TESTO FORNITO:
Jazzando 2009
II serata: spazio alla sperimentazione (P. D’Angelo)
Musica colta, da spartito, con numerosi momenti dedicati all’improvvisazione. Nei libri di storia della musica si legge che il jazz deriva dal bebop, un genere che spopolò durante gli anni ’40 nei locali americani. E’ la musica dei primi Miles Davis, Dizzy Gillespie e Thelonious Monk per interderci. Jazzando ci ha mostrato ben poco di tutto ciò. Certo, le linee di base sono state quelle jazzistiche, ma gli artisti presenti alla rassegna avevano un fortissimo aspetto in comune: la sperimentazione. Negli anni ’40 probabilmente quel genere era molto sperimentale esisteva una continua ricerca della linea melodica giusta e dell’innovazione, ma oggi se ascoltiamo un album come Kind of Blue di Miles Davis abbiamo la sensazione che ormai faccia parte della tradizione e che, nonostante contenga alcuni tra i brani più belli mai scritti, l’accostamento musicale rientra nella classicità.
Jazzando ha aperto le porte a progetti o formazioni che di tradizionale o classico hanno poco o nulla.
Giovedì 11 giugno hanno aperto la serata gli Sbatash, quartetto di giovani musicisti che riescono a concertare le proprie forze e le proprie derive artistiche in un live non propriamente jazz, ma influenzato moltissimo da quest’ultimo. Ne escono composizioni che traggono suoni rielaborati in maniera personale, originale, creando un suono corposo e pieno, ma leggero.
A seguire i Feet of Mud, un progetto collettivo in cui il sax tenore di Francesco Bearzatti svolge la funzione di strumento solista. Musica avanguardista dove la tastiera regala un tocco di elettronica a un’esibizione già di per sè eccentrica.
Un inizio a dir poco psichedelico, ma già Bearzatti ci aveva abituato a questo genere di composizioni. Con i Tinissima Quartet propone, in giro per il mondo, dei suoni innovativi spesso non graditi dagli amanti del jazz tradizionale, ma che possiedono una grandissima dignità se eseguiti da colui che, quando suona tributi a John Coltraine, è da brivido.
Per i Feet of Mud l’esperimento è ben riuscito, le composizioni di Federico Squassabia (keibord-devices del gruppo) inizialmente risultano un po’ troppo azzardate, ma, proseguendo nell’ascolto, le melodie si addolciscono e le improvvisazioni si intensificano. Sono i momenti in cui il quartetto dà ampio sfogo alle alte capacità che possiede la sezione ritmica, per Francesco Cusa tutto può fare percussione: l’asta del microfono, il leggio, il tutto condito con campionamenti e distorsioni del sax che non guastano mai. Insomma i Feet of Mud riescono a portare avanti quella bandiera avanguardistica che non molti gruppi riescono a far propria: davvero ottimi!

DATI FORNITI:
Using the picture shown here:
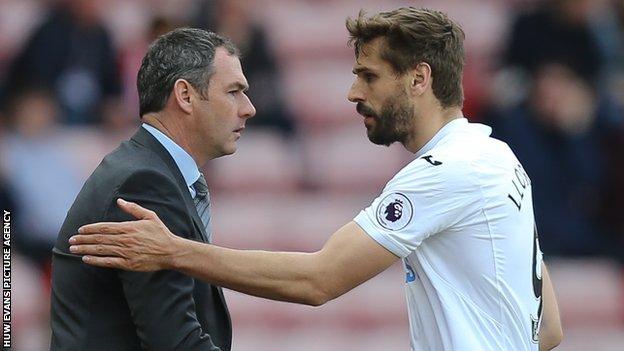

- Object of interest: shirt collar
[142,123,200,198]
[416,117,492,158]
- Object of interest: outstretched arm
[70,201,398,306]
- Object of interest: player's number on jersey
[531,226,543,343]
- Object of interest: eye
[364,73,377,83]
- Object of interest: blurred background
[0,0,624,351]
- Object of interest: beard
[356,92,415,146]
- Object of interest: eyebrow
[228,82,249,92]
[353,67,377,75]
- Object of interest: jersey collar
[416,117,492,158]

ISTRUZIONI DA SEGUIRE: Nel testo su Jazzando 2009, quale gruppo ha aperto la serata di giovedì 11 giugno? Il materiale non ha alcun legame con il testo.

ESERCIZIO SVOLTO: Gli Sbatash, un quartetto di giovani musicisti.